ACTIVITY
Leaving the pictures aside, transcribe every line below exactly.

INPUT DATA
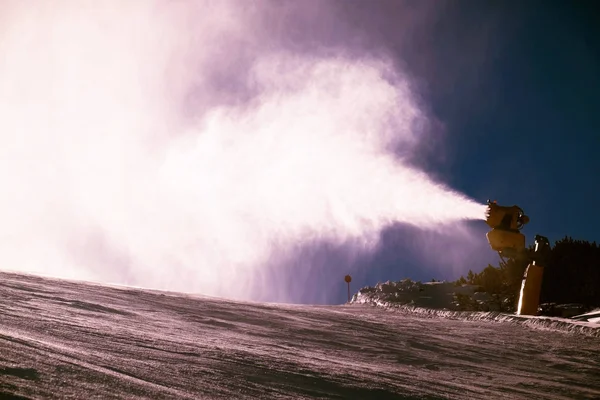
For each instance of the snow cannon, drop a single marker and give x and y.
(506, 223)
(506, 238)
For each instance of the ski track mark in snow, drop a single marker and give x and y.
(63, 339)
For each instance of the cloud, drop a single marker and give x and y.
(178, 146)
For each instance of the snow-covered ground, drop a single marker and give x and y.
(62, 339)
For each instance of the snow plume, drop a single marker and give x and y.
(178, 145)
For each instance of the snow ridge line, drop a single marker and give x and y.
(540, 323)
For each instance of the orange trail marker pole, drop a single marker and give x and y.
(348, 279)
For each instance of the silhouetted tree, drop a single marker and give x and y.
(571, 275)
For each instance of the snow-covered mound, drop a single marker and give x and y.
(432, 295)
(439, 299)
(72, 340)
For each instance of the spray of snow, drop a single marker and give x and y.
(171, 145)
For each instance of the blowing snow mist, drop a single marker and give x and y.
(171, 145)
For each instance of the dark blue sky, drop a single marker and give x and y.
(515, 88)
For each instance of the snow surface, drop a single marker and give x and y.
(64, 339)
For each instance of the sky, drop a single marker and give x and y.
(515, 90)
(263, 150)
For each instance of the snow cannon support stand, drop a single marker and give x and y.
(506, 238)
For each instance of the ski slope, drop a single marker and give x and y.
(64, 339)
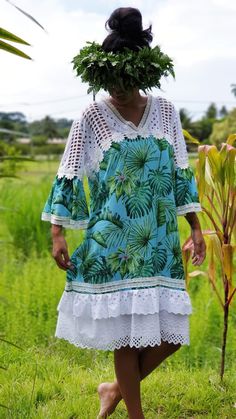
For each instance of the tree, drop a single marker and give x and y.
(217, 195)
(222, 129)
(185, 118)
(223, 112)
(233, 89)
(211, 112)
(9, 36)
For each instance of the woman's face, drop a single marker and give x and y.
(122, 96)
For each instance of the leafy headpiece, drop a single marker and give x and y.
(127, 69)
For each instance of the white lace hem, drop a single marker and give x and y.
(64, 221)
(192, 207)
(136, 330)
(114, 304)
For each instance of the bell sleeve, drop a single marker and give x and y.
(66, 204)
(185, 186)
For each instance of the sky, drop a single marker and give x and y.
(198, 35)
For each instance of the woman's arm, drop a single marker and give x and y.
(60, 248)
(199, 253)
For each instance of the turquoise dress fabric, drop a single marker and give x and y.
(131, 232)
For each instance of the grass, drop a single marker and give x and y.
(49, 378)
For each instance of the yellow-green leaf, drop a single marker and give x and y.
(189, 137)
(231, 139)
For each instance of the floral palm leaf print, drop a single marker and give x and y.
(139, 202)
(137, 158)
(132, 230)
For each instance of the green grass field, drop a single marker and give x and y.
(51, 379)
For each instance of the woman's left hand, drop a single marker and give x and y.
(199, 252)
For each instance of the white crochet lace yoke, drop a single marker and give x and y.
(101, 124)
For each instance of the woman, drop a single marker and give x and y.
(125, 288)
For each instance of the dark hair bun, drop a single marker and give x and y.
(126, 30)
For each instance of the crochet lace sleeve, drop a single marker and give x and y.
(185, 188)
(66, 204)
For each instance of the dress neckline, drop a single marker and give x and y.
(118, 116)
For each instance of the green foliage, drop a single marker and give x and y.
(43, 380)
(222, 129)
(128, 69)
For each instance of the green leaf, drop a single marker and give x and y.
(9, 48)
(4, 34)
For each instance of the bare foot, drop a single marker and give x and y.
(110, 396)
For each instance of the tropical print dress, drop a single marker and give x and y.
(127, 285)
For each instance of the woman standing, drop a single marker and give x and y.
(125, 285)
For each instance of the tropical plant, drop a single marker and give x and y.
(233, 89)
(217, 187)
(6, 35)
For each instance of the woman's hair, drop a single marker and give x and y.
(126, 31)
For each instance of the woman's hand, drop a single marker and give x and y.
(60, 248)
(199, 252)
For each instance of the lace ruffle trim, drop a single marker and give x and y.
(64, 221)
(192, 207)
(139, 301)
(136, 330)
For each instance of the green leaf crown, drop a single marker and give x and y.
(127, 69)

ANSWER AREA
For each instance of the snow cannon, drop a single marker and give x and y.
(506, 223)
(506, 238)
For each instance of the ski track mark in snow, drop a single marker and give x and y.
(63, 339)
For each instance of the cloud, drop a single marker and give x and y.
(178, 146)
For each instance of the snow-covered ground, drop a single marker and give x and y.
(62, 339)
For each instance of the snow plume, drop a single marker and give x and y.
(178, 145)
For each instance of the snow ridge line, drop a single marker and give x and y.
(540, 323)
For each instance of the orange trail marker pole, drop a single marker and give x and y.
(348, 279)
For each instance of the silhouetted tree, drop a single marker and give x and y.
(571, 275)
For each instance of the snow-covered mound, drop a single marker and give x and y.
(432, 295)
(439, 299)
(72, 340)
For each instance of the spray of snow, drop a single marker and give x and y.
(171, 145)
For each instance of the blowing snow mist, drop a single marker and give x and y.
(171, 145)
For each instance of the dark blue sky, drop a single marker and give x and y.
(515, 88)
For each instance of the snow surface, drop a single marker and give x and y.
(64, 339)
For each instance of the sky, drop a single marker and give x and y.
(515, 90)
(263, 150)
For each instance of the snow cannon support stand, drop a single marker and give x and y.
(506, 238)
For each instance of the ski slope, drop a single marker and give x and y.
(64, 339)
For each instance of the tree, drop a single marker and give x and y.
(217, 195)
(222, 129)
(185, 118)
(223, 112)
(233, 89)
(211, 112)
(9, 36)
For each instance of the woman's face, drop a single marker and give x and y.
(122, 96)
For each instance of the leafy headpiece, drop a single marker and give x and y.
(127, 69)
For each instance of the white lace hem, drop a single marker and give x and y.
(64, 221)
(192, 207)
(136, 330)
(114, 304)
For each instance of the bell sleeve, drop a single marker and give x and y.
(66, 204)
(185, 186)
For each instance of the sky, drop a single marker and give x and y.
(198, 35)
For each instance of the woman's arm, drop a single marker and give x and y.
(60, 248)
(199, 253)
For each instance of the turquoise dress fabric, drop a single marker and give x and y.
(131, 232)
For each instance of the grass, drop a single marker and give x and y.
(49, 378)
For each instance of the yellow-green leaf, drop a single marker and give x and y.
(189, 137)
(231, 139)
For each instance of the floral palm leaf print, drop a single marker and give x and y.
(139, 202)
(137, 158)
(132, 230)
For each instance of the green grass field, drop a single marker and give x and y.
(51, 379)
For each instance of the woman's left hand, drop a single marker and give x and y.
(199, 252)
For each instance of the white crochet lace yoke, drop a single marker and give x and y.
(101, 124)
For each instance of the woman, drop a single marker and give x and y.
(125, 288)
For each instance of the dark hair bun, drop a single marker and give x and y.
(126, 30)
For each instance of the crochet lace sleeve, drop a single marker and give x and y.
(185, 188)
(66, 204)
For each instance of the dress neckline, drop a single marker and give x and y.
(118, 116)
For each instance of the green foliage, drop a single marker and give x and y.
(43, 380)
(222, 129)
(128, 69)
For each instance of the green leaf, drop a single marker and give x and y.
(9, 48)
(4, 34)
For each instance of the bare foot, drop a single marker and give x and y.
(110, 396)
For each instance of the tropical print dress, drop a single marker and give x and y.
(127, 285)
For each instance of the woman standing, drop a single marker and give x and y.
(125, 285)
For each instance of the tropical plant, drop a single marker and give x and y.
(233, 89)
(217, 187)
(6, 35)
For each instance of the woman's hair, drop a single marker and give x and y.
(126, 31)
For each instance of the woman's hand, drop a single marker and give x and y.
(60, 248)
(199, 252)
For each instance of the lace ruffle trim, drop a single marker and give x and y.
(64, 221)
(192, 207)
(139, 301)
(136, 330)
For each instance of the green leaf crown, drop a single marker and give x and y.
(127, 69)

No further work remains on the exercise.